● **Texto fuente**:
Mirella Muià. Poeta italiana.Nació en Siderno (Calabria), en 1947. Se licenció en Literatura Francesa en la Sorbona y en la Universidad de Genova, dedicándose a la docencia, por más de veinte años, en la capital francesa. Actualmente reside en Castiglione Cosentino (Calabria), y trabaja como Lectora de Literatura Francesa en la Universidad de Calabria. Ha publicado, en poesía, el libro La Toile /La Tela (Alidades, Le Havre, 1986), en versión francesa e italiana, y una novela en francés, Portrait de pére inconnu (Alidades, Le Havre, 1988).





MIRELLA MUIÁ

Textos y versiones de los poemas por Pablo Anadón


El silencio escandido del telar
(La poesía de Mirella Muià)

Puede decirse, en términos generales, que tres voces poéticas de mujer han surgido como refracción del grito que estalló en el ‘68. Primero, la de la poesía programáticamente feminista, más preocupada a menudo por indagar la situación social de la mujer que por la concreción de una perdurable obra literaria: “La realidad —afirma de manera paradigmática la escritora Dacia Maraini en la antología Donne in poesia— es que todo discurso literario para la mujer se transforma inmediatamente en un discurso social y político. Sus contribuciones a la poesía deben ser vistos con el ojo antropológico con el que se analizan las contribuciones de los pueblos oprimidos, subdesarrollados, esclavos” (Roma, 1976, p. 32). Luego, la que mide su desencanto —la historia fue contradiciendo, una por una, las esperanzas de esos años— con lucidez, ironía y un cierto íntimo y difuso resentimiento. En tercer lugar, la que ha confiado a la poesía “el canto de su abandono” (la expresión pertenece a la Dido ungarettiana) y de su entrega a una existencia capaz aún de provocar la leopardiana ilusión, un modo todavía de atormentada o feliz inocencia. Esta última voz es la más rara, y es la que escuchamos en los poemas de Mirella Muià[1].

● **Consigna**: Repite literalmente el pasaje del texto sobre Mirella Muià que comienza en "Mirella Muià. Poeta" y acaba en "de Mirella Muià)". Los datos son material aparte, independiente del texto.

● **Material proporcionado**:
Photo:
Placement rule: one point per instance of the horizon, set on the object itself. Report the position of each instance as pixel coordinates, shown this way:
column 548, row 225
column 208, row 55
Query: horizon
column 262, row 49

● **Ejercicio resuelto**:
Mirella Muià. Poeta italiana.Nació en Siderno (Calabria), en 1947. Se licenció en Literatura Francesa en la Sorbona y en la Universidad de Genova, dedicándose a la docencia, por más de veinte años, en la capital francesa. Actualmente reside en Castiglione Cosentino (Calabria), y trabaja como Lectora de Literatura Francesa en la Universidad de Calabria. Ha publicado, en poesía, el libro La Toile /La Tela (Alidades, Le Havre, 1986), en versión francesa e italiana, y una novela en francés, Portrait de pére inconnu (Alidades, Le Havre, 1988).





MIRELLA MUIÁ

Textos y versiones de los poemas por Pablo Anadón


El silencio escandido del telar
(La poesía de Mirella Muià)